▸ **Task description**
Could you render every item below as a two-column CSV headed text and answer, one row per item, with each item's wording and its answer each in a single quoted field and line breaks turned into spaces? Leave the pictures out.

▸ **Extracted data**
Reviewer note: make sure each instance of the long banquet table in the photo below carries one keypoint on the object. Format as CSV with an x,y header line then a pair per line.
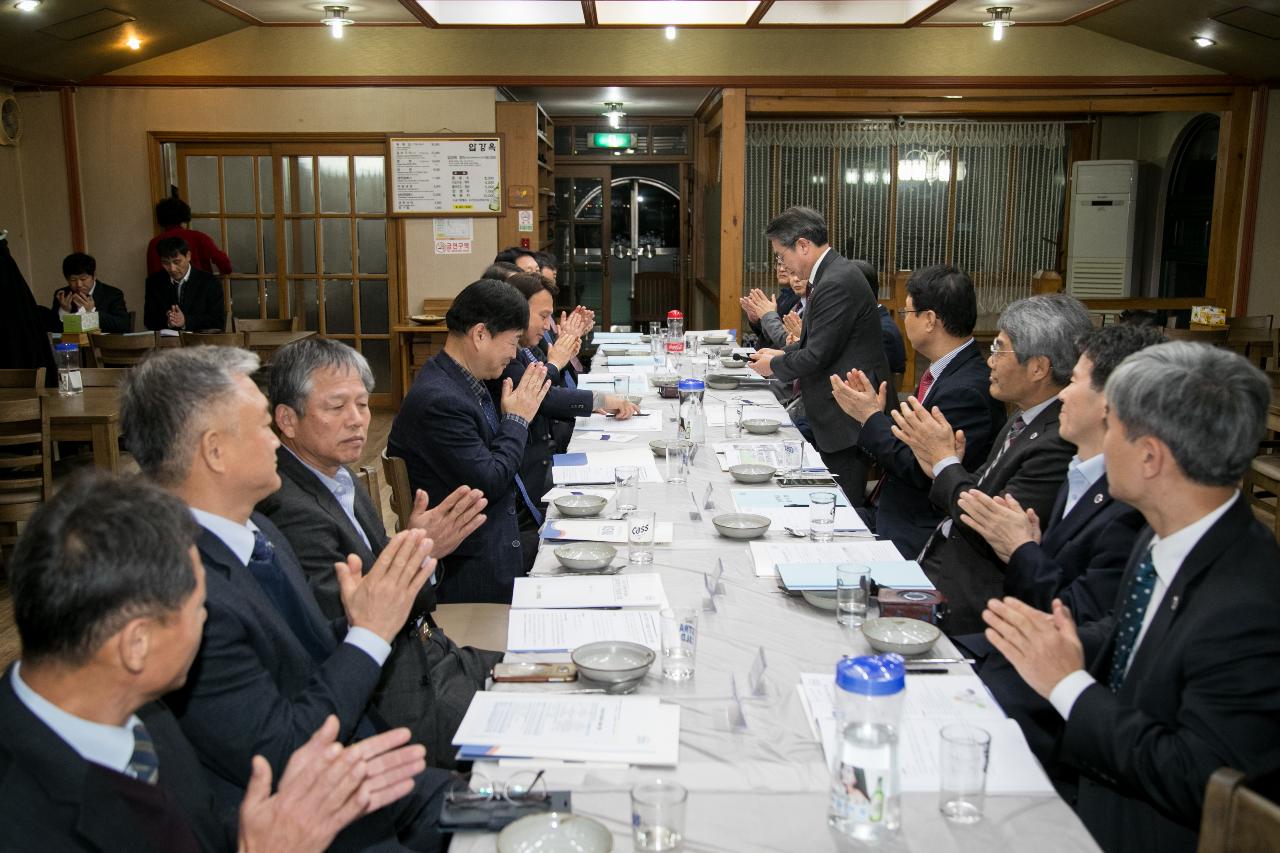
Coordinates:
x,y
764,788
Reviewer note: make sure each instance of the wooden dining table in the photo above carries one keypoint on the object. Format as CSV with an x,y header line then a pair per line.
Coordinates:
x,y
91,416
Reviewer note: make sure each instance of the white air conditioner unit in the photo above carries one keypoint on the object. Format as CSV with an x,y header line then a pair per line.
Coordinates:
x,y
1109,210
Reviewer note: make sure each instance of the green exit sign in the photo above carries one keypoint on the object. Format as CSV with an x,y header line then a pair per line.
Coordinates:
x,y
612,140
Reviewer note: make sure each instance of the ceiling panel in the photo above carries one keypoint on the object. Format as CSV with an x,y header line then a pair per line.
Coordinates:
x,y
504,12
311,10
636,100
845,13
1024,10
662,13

▸ **Completed task**
text,answer
"Reviewer note: make sure each instance of the long banquet table in the photo below carries one keypoint on the object. Format as CSV with an x,y header line then a pair per line. Coordinates:","x,y 764,788"
"Reviewer note: make sure each instance of the wooden dining table in the photo above carries one keypoint on the object. Format as CSV with an x,y header line then a pair per line. Coordinates:","x,y 91,416"
"Reviewer note: make sure each instance of the white air conditioner unit in the photo above carries one keypoint on the object. Format as CSV with an x,y header line then a pair per line. Coordinates:","x,y 1109,210"
"Reviewer note: make sure each instance of the green exit sign in the photo above carries one keypoint on the object. Format as CSV with an x,y header line then a pair per line. Coordinates:","x,y 612,140"
"Reviewer note: make sure each instance of the ceiling panel in the photo above carries one keypoint on the object. Format as CSV with an x,y header line then a pair per line. Coordinates:","x,y 504,12 311,10 636,100 845,13 1024,10 662,13"